S'il n'y avait aucune régularité, rien ne pourrait être appris de l'expérience. En présentant l'expérience comme étant l'instrument principal d'acquisition de la connaissance, l'empirisme reconnaît implicitement les principes de régularité et de causalité. Quand l'empiriciste fait référence à l'expérience, la signification est : puisque A était suivi de B dans le passé, et comme on suppose qu'il prévaut une régularité dans la concaténation et la succession des événements naturels, on s'attend à ce que A soit à l'avenir également suivi de B. Par conséquent, il y a une différence fondamentale entre la signification d'une expérience dans le domaine des événements naturels et dans le domaine de l'action humaine.

5. L'induction

Le raisonnement est toujours nécessairement déductif. Cela a été implicitement admis par toutes les tentatives de justifier l'induction ampliative par la démonstration ou la preuve de sa légitimité logique, c'est-à-dire par la production d'une interprétation déductive de l'induction. Le problème de l'empirisme consiste précisément dans son incapacité à expliquer de façon satisfaisante comment il est possible d'inférer de faits observés quelque chose concernant des faits encore inobservés.

Toute connaissance humaine relative à l'univers présuppose et repose sur la connaissance de la régularité dans la succession et la concaténation des événements observables. Il serait vain de chercher après une règle s'il n'y avait aucune régularité. L'inférence inductive est une conclusion à partir de prémisses qui comprennent invariablement la proposition fondamentale de la régularité.

Données fournies:
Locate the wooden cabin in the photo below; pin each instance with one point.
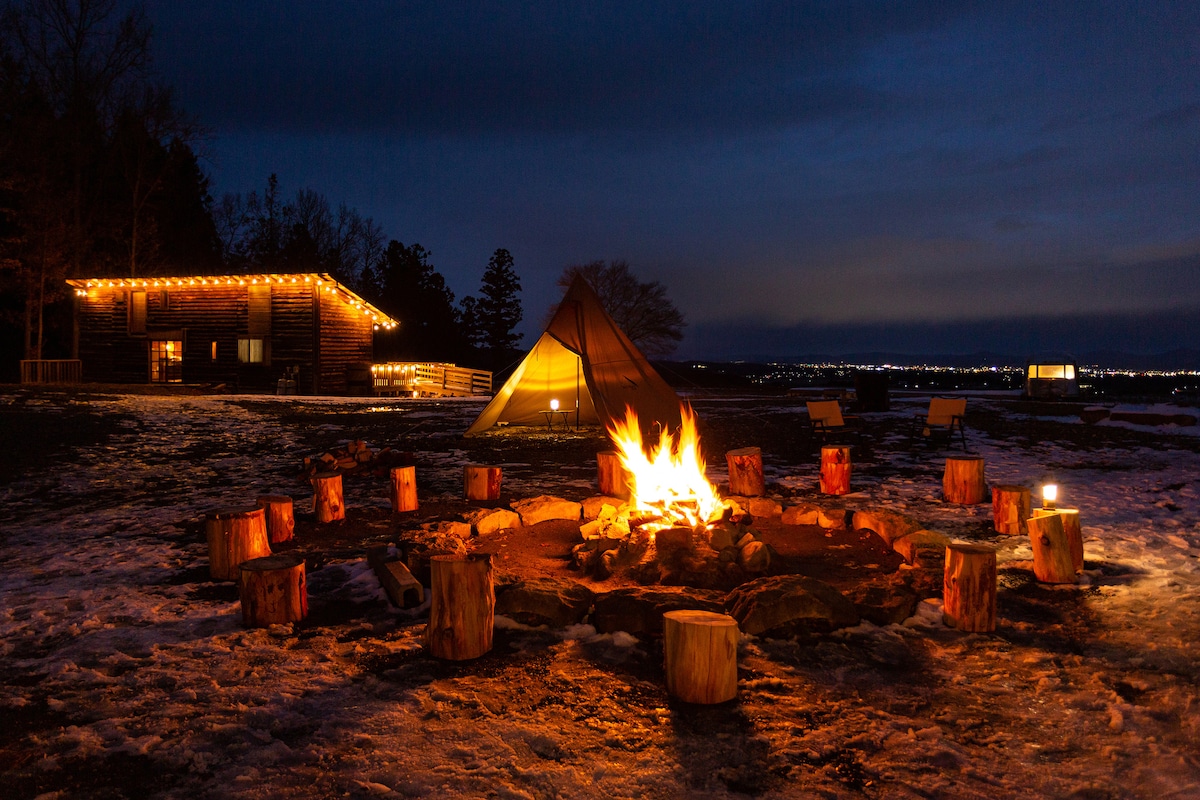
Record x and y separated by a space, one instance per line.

À faire:
1. Recopiez mot pour mot le passage de l'extrait sur l'induction qui commence par "Toute connaissance humaine" et se termine par "de la régularité.".
2. Répondez brièvement à ces questions sur l'extrait sur l'induction.
(a) Quels principes l'empirisme reconnaît-il implicitement ?
(b) De quelle nature le raisonnement est-il toujours nécessairement ?
(c) Quelle proposition fondamentale les prémisses de l'inférence inductive comprennent-elles invariablement ?
3. Rédigez la suite de l'extrait sur l'induction à partir de sa dernière phrase.

Réponses dans l'ordre:
1.
Toute connaissance humaine relative à l'univers présuppose et repose sur la connaissance de la régularité dans la succession et la concaténation des événements observables. Il serait vain de chercher après une règle s'il n'y avait aucune régularité. L'inférence inductive est une conclusion à partir de prémisses qui comprennent invariablement la proposition fondamentale de la régularité.

2.
(a) Les principes de régularité et de causalité.
(b) Il est toujours nécessairement déductif.
(c) La proposition fondamentale de la régularité.

3.
Le problème pratique de l'induction ampliative doit être clairement distingué de son problème logique. Car les hommes qui s'engagent dans l'inférence inductive sont confrontés au problème du bon échantillonnage. Avons-nous, parmi les caractéristiques innombrables du cas singulier ou des cas observés, choisi celles qui sont appropriées pour la production de l'effet en question ? De graves défauts dans les efforts entrepris en vue d'apprendre quelque chose sur la réalité, que ce soit dans la recherche courante de la vérité dans la vie quotidienne ou dans la recherche scientifique systématique, sont dus à des erreurs dans ce choix. Aucun scientifique n'a de doute quant au fait que ce qui est correctement observé dans un cas doit également être observé dans tous les autres cas offrant les mêmes conditions. Le but des expériences en laboratoire est d'observer les effets du changement d'un seul facteur, tous les autres facteurs restant inchangés. Le succès ou l'échec de telles expériences présuppose, évidemment, le contrôle de toutes les conditions qui entrent dans l'agencement de l'expérience. Les conclusions dérivées de l'expérimentation ne sont pas basées sur la répétition de la même disposition, mais sur l'hypothèse que ce qui est arrivé dans un cas doit nécessairement arriver également dans tous les autres cas du même type. Il serait impossible d'inférer quoi que ce soit d'un cas ou d'une série innombrable de cas sans cette hypothèse, qui implique la catégorie a priori de régularité. L'expérience est toujours expérience d'événements passés et ne pourrait pas nous enseigner quoi que ce soit sur les événements futurs si la catégorie de régularité était simplement une hypothèse vaine.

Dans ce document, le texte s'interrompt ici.